[Stored dataset items]
★ ★ ★ ★ ★

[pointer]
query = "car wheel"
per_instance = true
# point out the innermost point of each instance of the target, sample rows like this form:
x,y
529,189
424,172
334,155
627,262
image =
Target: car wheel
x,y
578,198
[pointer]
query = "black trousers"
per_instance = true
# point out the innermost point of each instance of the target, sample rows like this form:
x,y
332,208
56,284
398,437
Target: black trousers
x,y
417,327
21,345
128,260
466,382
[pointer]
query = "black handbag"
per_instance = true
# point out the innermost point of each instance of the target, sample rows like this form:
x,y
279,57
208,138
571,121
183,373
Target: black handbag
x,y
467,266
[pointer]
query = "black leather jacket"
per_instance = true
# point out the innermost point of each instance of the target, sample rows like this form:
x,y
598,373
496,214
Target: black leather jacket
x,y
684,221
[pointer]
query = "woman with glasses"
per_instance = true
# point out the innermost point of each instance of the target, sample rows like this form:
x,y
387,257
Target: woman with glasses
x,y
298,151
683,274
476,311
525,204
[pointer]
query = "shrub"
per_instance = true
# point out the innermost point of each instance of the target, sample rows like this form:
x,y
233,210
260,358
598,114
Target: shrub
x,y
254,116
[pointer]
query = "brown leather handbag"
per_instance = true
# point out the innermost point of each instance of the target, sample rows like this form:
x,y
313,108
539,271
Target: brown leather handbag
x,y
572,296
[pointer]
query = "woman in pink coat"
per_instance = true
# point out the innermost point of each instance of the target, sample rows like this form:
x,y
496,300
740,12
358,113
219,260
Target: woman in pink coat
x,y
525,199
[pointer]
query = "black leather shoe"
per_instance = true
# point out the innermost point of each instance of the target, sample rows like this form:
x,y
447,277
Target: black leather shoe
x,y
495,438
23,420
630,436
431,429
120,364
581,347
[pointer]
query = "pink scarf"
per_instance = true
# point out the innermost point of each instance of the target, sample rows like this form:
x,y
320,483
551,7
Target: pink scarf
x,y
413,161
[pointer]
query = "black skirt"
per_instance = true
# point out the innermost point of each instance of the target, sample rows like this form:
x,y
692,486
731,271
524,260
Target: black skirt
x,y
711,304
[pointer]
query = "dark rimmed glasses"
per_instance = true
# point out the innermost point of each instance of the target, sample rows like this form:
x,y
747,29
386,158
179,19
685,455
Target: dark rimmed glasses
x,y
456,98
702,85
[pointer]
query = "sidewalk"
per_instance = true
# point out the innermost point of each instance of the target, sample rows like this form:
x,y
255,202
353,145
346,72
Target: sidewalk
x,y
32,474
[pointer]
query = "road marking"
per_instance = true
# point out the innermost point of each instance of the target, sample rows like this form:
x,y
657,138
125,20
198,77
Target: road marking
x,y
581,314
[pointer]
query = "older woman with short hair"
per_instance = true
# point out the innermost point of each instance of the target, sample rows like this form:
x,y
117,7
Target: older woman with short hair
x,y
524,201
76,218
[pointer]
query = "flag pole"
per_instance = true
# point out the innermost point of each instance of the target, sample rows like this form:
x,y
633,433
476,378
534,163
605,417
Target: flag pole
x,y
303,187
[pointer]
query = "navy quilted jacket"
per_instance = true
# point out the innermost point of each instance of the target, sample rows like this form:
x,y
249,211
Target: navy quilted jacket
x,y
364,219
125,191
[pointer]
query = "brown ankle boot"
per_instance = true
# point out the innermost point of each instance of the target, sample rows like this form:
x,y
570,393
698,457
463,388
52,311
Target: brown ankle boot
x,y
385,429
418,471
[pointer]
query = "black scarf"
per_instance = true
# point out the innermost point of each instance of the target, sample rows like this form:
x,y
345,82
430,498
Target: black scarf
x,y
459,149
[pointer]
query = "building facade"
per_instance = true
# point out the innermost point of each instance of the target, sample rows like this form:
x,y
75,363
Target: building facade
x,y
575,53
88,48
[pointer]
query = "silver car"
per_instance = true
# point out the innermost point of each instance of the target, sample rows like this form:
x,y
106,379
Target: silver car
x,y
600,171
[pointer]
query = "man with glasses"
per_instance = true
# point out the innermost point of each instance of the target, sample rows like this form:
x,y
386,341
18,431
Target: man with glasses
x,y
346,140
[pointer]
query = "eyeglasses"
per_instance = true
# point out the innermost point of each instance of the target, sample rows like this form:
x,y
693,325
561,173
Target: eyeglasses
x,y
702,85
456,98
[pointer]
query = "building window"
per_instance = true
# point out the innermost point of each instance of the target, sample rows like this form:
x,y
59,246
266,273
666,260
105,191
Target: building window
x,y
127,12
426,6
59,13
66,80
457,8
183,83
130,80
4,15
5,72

★ ★ ★ ★ ★

__Instruction__
Repeat the data verbatim.

__Result for this task__
[pointer]
query = "car wheel"
per_instance = true
# point out the innermost point of each instance of the target, sample rows like this form:
x,y
529,189
424,172
334,155
627,262
image =
Target: car wheel
x,y
578,198
[pointer]
query = "black trousers"
per_instance = true
# point out the innermost point of each instance of the target, sample rows like this form:
x,y
332,208
56,284
398,437
Target: black trousers
x,y
417,327
21,345
128,260
466,382
[pointer]
query = "black handbag"
per_instance = true
# point out the innermost point of each instance of the target, sample rows like this form:
x,y
279,57
208,138
571,121
183,373
Target: black handbag
x,y
467,266
[pointer]
query = "black leather jacket"
per_instance = true
# point out the innermost point of each instance of the target, sample rows like this form:
x,y
598,373
496,214
Target: black leather jacket
x,y
684,221
[pointer]
query = "woman with glasses"
per_instance = true
# point out the innermost point of each instance of the target, sample rows like this form:
x,y
387,257
Target: woman with glasses
x,y
298,151
683,274
476,311
525,204
[pointer]
query = "shrub"
per_instance = true
# point out the innermost point of each instance of the target, sample rows like this form:
x,y
233,210
260,358
598,114
Target: shrub
x,y
254,116
[pointer]
query = "brown leather handbag"
per_instance = true
# point out the innermost point of each instance of the target, sample rows like this form:
x,y
313,108
539,271
Target: brown leather handbag
x,y
572,296
[pointer]
query = "woman in pink coat"
per_instance = true
# point out the innermost point of each instance of the target, sample rows like this form:
x,y
496,300
740,12
358,113
219,260
Target: woman in pink coat
x,y
525,199
[pointer]
query = "black leather shoe"
per_instance = true
# point out the innermost point of each instance of the target, sample rows like this form:
x,y
447,277
Target: black leather shoe
x,y
495,438
23,420
630,436
431,429
120,364
581,347
[pointer]
query = "pink scarf"
per_instance = true
# point out the innermost point of each instance of the target, sample rows like this form:
x,y
320,483
551,7
Target: pink scarf
x,y
413,161
[pointer]
query = "black skirt"
per_instance = true
# point out the innermost point of each instance of the target, sample rows like this form:
x,y
692,486
731,271
524,260
Target: black skirt
x,y
711,304
[pointer]
query = "dark rimmed glasses"
per_instance = true
# point out the innermost point of each instance of the target, sample rows like this form:
x,y
747,29
386,158
179,19
685,455
Target: dark rimmed glasses
x,y
456,98
702,85
[pointer]
query = "sidewalk"
per_instance = true
# point out the innermost point of each instance of the target, sample rows like this form:
x,y
255,202
353,145
346,72
Target: sidewalk
x,y
32,474
[pointer]
query = "road marking"
per_instance = true
# point out the innermost point of each instance of the target, sample rows like this form:
x,y
657,138
125,20
198,77
Target: road marking
x,y
581,314
[pointer]
query = "older woman with short hair"
per_instance = true
# point out the innermost point of each instance of the target, sample rows like this form:
x,y
117,7
Target: older woman with short hair
x,y
524,201
76,218
[pointer]
query = "flag pole"
per_instance = true
# point out the innermost point of each instance of the target, sample rows like this form:
x,y
633,433
476,378
534,163
605,417
Target: flag pole
x,y
303,187
[pointer]
query = "navy quilted jacket"
per_instance = true
# point out the innermost point of each instance of the target, sample rows like this form:
x,y
249,211
Target: navy quilted jacket
x,y
364,219
125,191
[pointer]
query = "brown ankle boot"
per_instance = true
# point out the innermost point of each instance of the target, sample rows like this form:
x,y
570,393
698,457
463,388
52,311
Target: brown ankle boot
x,y
385,429
418,471
[pointer]
query = "black scarf"
per_instance = true
# point out the innermost point of each instance of the target, sample rows like this form:
x,y
345,82
430,498
Target: black scarf
x,y
459,149
[pointer]
query = "building facade"
per_instance = true
# point out the innermost point of each instance of the target, sample rows like this form:
x,y
75,363
Target: building facade
x,y
575,53
88,48
[pointer]
query = "silver car"
per_instance = true
# point out the innermost point of each instance of the target, sample rows like this form:
x,y
106,379
Target: silver car
x,y
600,171
[pointer]
query = "man with glasses"
per_instance = true
# point out the innermost point of each instance of the target, sample rows like this form:
x,y
386,341
18,431
Target: man with glasses
x,y
346,140
[pointer]
query = "eyeglasses"
per_instance = true
# point out the innermost point of each instance of the target, sample rows like this form:
x,y
693,325
561,173
Target: eyeglasses
x,y
702,85
456,98
[pointer]
query = "building window"
per_instance = true
# point out the innermost point of each instance of the target, sample rows like this form:
x,y
59,246
266,273
666,260
105,191
Target: building window
x,y
127,12
426,6
59,13
66,80
457,8
183,83
130,80
4,15
5,72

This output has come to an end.